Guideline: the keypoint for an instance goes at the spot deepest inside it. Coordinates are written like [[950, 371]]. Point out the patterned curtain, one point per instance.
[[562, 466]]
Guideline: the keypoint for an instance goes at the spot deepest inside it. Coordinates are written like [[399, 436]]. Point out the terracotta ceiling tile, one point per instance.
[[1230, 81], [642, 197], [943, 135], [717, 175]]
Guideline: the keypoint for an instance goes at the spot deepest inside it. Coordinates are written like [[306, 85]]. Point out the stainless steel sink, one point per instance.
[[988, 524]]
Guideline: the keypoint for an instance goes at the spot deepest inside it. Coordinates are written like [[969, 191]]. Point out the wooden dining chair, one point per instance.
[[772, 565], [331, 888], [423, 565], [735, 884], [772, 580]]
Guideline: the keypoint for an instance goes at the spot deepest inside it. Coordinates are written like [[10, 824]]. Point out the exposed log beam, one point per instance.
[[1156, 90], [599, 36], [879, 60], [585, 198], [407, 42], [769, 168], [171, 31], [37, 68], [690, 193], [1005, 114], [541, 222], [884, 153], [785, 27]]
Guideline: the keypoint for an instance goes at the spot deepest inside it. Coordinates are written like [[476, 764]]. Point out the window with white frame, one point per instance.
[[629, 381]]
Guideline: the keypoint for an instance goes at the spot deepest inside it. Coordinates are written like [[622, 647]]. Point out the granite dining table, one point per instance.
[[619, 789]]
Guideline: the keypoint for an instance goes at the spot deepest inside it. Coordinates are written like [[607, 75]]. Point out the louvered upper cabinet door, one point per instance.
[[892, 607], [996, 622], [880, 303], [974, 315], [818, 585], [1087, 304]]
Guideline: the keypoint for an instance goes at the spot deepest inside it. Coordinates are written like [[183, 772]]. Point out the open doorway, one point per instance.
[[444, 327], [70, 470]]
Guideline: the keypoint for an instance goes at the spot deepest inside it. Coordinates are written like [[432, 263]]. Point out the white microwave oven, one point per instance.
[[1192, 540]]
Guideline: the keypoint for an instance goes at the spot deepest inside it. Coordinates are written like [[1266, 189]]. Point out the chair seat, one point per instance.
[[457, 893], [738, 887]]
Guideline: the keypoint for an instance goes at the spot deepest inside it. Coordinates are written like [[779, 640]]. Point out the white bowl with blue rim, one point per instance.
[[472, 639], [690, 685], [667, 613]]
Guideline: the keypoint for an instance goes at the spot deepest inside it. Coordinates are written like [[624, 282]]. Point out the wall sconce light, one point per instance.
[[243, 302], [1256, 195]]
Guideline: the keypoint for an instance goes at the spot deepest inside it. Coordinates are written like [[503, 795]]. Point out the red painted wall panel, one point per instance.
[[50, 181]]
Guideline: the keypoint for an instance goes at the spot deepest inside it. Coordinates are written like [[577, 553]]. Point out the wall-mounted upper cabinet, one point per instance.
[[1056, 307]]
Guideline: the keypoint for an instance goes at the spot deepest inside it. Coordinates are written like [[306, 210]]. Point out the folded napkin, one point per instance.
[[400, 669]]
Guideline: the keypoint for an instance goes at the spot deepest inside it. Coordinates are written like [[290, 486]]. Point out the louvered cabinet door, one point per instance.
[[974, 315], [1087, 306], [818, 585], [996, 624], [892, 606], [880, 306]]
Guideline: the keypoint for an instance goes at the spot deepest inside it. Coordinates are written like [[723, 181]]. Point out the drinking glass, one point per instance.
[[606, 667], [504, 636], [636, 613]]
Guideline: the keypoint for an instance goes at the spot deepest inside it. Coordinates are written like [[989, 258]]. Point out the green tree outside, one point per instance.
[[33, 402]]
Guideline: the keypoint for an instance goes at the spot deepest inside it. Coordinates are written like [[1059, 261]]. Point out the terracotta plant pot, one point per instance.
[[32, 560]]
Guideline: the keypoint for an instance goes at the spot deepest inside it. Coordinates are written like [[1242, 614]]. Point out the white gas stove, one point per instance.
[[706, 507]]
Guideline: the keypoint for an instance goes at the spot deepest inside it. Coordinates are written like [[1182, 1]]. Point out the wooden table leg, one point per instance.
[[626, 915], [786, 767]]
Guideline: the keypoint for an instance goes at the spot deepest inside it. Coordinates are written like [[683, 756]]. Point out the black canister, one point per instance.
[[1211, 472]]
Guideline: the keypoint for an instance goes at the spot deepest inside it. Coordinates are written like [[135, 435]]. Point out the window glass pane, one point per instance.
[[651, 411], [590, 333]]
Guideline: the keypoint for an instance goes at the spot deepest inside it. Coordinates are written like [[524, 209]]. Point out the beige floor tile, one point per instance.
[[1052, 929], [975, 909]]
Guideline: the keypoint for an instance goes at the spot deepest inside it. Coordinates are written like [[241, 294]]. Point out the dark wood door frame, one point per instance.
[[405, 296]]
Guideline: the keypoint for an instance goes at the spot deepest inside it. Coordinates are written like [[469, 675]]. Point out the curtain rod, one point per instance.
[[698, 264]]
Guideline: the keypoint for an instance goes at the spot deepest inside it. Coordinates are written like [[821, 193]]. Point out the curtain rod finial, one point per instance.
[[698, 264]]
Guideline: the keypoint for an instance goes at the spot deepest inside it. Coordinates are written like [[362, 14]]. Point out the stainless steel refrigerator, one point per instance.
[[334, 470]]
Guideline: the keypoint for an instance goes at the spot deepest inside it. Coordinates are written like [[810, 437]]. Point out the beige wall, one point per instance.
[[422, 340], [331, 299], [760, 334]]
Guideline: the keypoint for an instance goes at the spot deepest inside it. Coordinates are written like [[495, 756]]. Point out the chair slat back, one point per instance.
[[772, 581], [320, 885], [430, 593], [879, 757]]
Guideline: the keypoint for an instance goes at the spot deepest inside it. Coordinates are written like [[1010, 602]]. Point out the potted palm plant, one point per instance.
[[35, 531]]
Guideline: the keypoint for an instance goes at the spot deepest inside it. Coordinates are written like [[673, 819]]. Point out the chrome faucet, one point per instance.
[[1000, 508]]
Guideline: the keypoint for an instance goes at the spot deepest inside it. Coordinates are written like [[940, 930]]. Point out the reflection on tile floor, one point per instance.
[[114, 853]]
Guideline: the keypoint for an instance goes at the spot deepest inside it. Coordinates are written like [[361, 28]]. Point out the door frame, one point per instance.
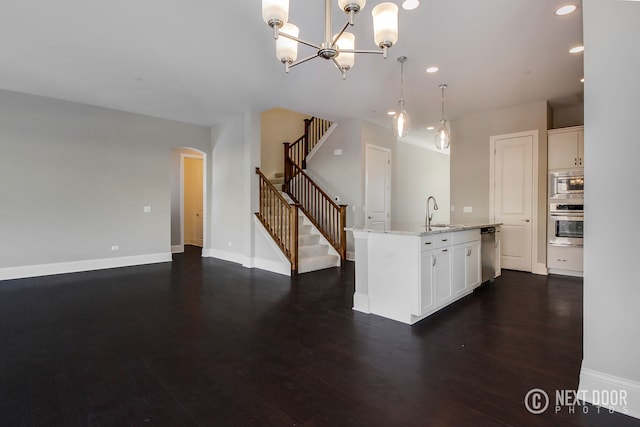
[[387, 221], [536, 268], [205, 210]]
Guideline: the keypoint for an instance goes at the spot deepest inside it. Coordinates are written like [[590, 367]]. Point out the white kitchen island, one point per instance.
[[408, 274]]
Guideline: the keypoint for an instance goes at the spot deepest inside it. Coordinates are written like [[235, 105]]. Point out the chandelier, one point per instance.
[[339, 48]]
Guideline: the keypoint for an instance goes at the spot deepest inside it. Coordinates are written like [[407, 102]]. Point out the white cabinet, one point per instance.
[[566, 148], [442, 276], [466, 269], [564, 258], [425, 295]]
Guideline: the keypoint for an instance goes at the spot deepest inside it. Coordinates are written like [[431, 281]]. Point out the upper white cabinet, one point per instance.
[[566, 148]]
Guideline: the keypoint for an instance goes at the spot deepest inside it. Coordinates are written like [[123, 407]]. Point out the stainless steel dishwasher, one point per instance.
[[488, 253]]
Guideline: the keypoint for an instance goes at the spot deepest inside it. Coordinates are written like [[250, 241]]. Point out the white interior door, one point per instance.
[[513, 199], [378, 188]]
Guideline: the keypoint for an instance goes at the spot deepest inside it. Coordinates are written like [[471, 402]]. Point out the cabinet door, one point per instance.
[[425, 294], [563, 150], [442, 276], [564, 258], [458, 269], [473, 267]]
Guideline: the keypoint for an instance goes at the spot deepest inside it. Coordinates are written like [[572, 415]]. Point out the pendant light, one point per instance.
[[443, 137], [401, 120]]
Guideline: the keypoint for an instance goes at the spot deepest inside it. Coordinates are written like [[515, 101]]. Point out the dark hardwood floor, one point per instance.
[[202, 342]]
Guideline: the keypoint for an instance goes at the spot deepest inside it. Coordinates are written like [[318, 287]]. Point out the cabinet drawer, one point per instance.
[[466, 236]]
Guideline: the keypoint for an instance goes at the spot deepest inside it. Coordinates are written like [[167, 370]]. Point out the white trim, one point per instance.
[[534, 134], [322, 141], [272, 266], [84, 265], [566, 272], [591, 380], [539, 268], [225, 256], [205, 210], [387, 222]]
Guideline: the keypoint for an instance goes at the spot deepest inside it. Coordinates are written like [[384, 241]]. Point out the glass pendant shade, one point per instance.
[[287, 49], [275, 11], [349, 4], [347, 41], [443, 137], [401, 121], [385, 24]]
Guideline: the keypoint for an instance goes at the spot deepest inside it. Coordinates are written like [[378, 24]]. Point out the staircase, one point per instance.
[[291, 204], [314, 252]]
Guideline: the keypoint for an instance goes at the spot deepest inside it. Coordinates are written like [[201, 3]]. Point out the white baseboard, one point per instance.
[[566, 272], [77, 266], [272, 266], [539, 269], [594, 385], [225, 255]]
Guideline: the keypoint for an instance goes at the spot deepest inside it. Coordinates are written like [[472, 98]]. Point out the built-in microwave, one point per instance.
[[566, 184]]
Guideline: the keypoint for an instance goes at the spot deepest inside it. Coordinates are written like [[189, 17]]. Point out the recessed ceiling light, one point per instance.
[[566, 9], [410, 4]]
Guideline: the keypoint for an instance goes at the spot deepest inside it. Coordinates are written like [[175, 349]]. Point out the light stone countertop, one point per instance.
[[419, 230]]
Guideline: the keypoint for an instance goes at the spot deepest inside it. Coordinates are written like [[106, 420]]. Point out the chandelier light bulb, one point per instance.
[[443, 137]]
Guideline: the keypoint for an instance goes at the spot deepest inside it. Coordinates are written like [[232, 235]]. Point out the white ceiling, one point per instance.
[[197, 61]]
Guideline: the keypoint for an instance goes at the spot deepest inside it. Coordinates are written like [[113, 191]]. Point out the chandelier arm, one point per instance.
[[335, 39], [290, 37], [375, 52], [308, 58]]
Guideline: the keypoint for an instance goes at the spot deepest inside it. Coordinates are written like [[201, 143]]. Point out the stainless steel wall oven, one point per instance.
[[566, 224]]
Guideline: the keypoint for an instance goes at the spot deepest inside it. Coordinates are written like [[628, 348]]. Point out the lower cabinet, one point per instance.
[[466, 270], [425, 292], [442, 276]]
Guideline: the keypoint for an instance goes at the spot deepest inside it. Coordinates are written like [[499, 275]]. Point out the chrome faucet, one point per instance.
[[430, 216]]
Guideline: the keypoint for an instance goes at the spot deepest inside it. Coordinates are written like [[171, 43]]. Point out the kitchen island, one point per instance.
[[408, 274]]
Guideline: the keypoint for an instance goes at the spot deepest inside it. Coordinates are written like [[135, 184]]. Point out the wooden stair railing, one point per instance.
[[328, 217], [279, 218]]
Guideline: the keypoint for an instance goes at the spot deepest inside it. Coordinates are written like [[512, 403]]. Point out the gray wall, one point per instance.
[[470, 160], [74, 180], [612, 150]]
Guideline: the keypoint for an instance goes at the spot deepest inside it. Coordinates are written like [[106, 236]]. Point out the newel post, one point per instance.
[[293, 235], [287, 167], [343, 232]]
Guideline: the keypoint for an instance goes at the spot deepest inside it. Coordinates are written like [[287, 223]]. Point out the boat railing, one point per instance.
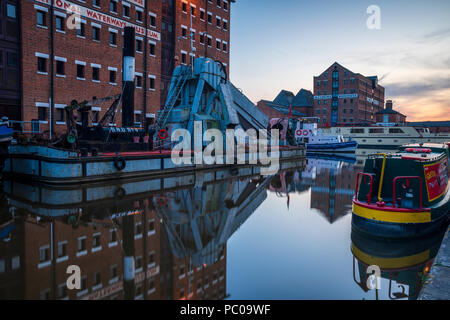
[[407, 178], [33, 126], [369, 195]]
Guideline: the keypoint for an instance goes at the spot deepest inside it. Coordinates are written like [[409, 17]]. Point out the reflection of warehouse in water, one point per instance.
[[178, 237]]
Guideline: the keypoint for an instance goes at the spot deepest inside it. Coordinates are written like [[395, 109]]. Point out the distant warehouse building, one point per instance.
[[389, 115], [301, 104], [434, 126], [342, 97]]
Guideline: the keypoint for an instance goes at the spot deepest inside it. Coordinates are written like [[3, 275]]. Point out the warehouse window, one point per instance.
[[41, 18], [152, 20], [80, 71], [112, 76], [95, 116], [59, 23], [126, 10], [138, 15], [96, 33], [139, 46], [42, 116], [209, 17], [113, 6], [11, 10], [151, 82], [42, 65], [113, 38], [80, 30], [225, 25], [152, 48], [95, 74], [60, 118], [60, 68], [139, 81]]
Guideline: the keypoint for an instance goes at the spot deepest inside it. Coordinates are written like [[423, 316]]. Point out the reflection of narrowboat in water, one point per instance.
[[404, 264], [6, 135], [404, 194]]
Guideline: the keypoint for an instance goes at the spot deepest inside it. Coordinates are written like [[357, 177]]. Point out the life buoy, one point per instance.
[[418, 150], [162, 201], [120, 193], [120, 163]]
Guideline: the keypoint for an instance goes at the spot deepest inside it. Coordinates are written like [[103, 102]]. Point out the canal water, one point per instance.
[[211, 235]]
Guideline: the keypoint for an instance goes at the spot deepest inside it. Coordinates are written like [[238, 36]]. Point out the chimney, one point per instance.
[[128, 77], [389, 104]]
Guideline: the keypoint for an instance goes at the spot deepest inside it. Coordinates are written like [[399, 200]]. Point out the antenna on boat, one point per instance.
[[128, 78]]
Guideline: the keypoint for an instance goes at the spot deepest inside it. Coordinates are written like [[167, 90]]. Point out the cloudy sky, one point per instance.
[[279, 45]]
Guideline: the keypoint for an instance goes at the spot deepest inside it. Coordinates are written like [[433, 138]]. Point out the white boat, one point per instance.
[[386, 137], [308, 133]]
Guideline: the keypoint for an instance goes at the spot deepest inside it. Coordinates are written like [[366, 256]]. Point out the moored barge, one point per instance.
[[403, 194], [200, 100]]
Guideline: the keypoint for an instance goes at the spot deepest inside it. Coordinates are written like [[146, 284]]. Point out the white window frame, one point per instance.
[[138, 74], [183, 27], [151, 76], [204, 11]]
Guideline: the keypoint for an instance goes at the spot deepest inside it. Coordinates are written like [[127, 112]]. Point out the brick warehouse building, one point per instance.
[[65, 56], [9, 59], [342, 97]]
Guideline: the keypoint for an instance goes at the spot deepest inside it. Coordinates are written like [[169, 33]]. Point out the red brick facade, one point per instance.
[[78, 53], [342, 97]]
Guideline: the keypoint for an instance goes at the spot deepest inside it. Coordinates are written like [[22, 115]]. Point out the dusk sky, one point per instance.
[[279, 45]]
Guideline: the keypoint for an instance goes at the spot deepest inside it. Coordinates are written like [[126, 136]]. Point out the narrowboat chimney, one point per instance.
[[128, 78], [128, 225]]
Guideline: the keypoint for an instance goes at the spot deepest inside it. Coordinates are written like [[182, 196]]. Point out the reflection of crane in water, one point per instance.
[[200, 221]]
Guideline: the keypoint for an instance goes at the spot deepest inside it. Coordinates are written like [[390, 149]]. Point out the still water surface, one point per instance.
[[217, 235]]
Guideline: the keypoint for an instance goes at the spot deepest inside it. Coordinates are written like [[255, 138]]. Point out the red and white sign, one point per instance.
[[72, 8], [436, 178], [137, 2], [102, 293]]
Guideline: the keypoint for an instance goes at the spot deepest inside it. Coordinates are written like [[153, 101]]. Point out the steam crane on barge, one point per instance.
[[201, 93]]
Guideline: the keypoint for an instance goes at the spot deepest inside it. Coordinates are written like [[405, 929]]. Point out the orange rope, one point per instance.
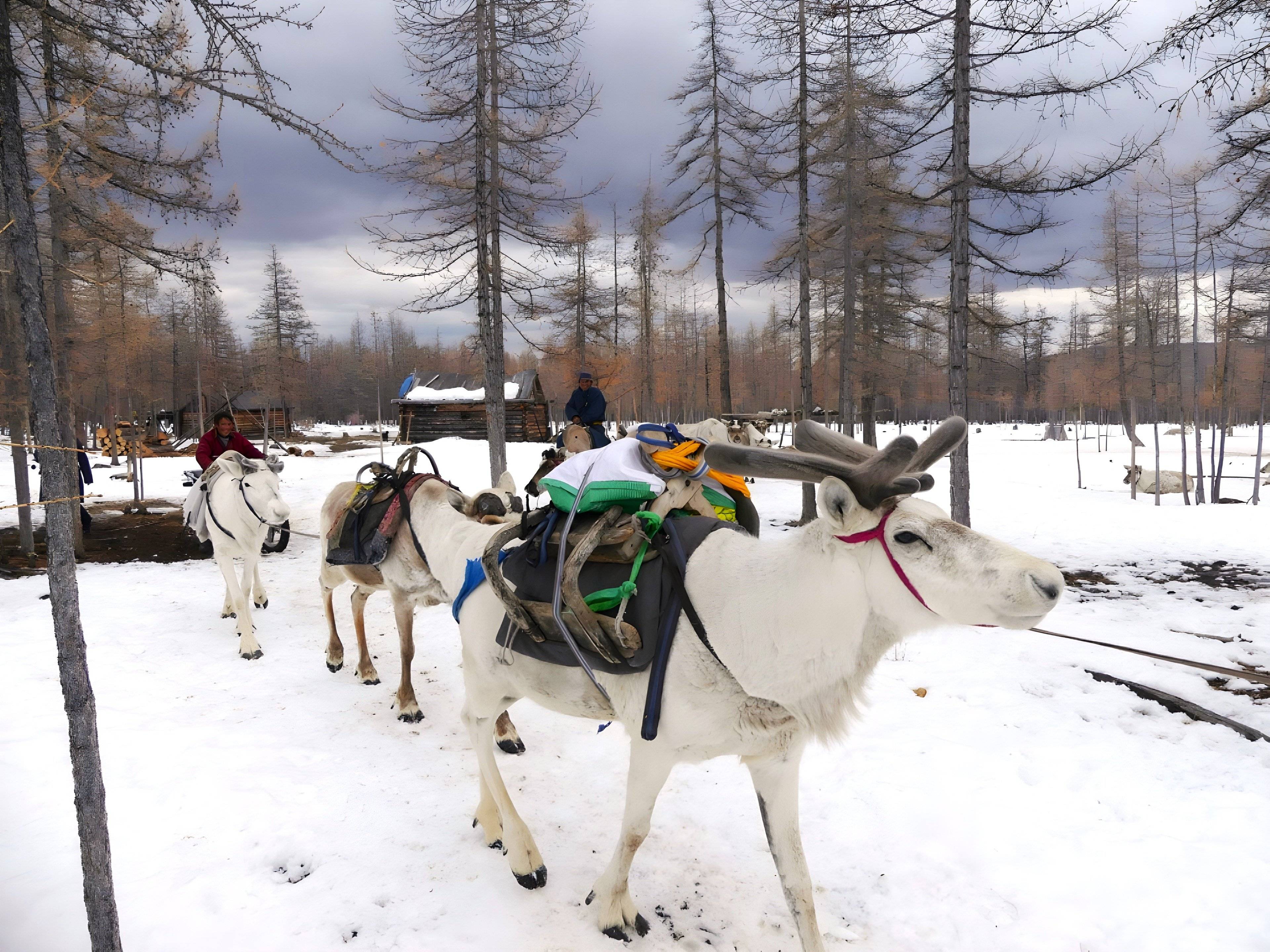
---
▶ _What you will do_: Transcribe the listing lines above from the line with "stove, one point per instance." to the line with "[[651, 411], [590, 333]]", both included, reproducing each one verbatim.

▶ _Exercise result_:
Guideline: the keypoint for an instance goes at the spot deepest inside it. Coordinates are written like [[1242, 614]]. Point out the white gas stove, one point per instance.
[[706, 507]]
Guideline: the keypoint for an instance goes at the spot deepest inside it. Coordinates are written like [[1182, 1]]. Point out the wooden table leg, one point per instance.
[[626, 915], [786, 767]]
Guideline: the keypoint for an instance goes at the spot deepest inside it. Coordinates are written like [[683, 756]]. Point out the black canister, one point per instance.
[[1211, 472]]
Guideline: the keypoint for an instance goes at the spot deepest inside it. Coordinates are written like [[135, 435]]. Point out the window glass pane, one point per instance.
[[651, 411], [590, 333]]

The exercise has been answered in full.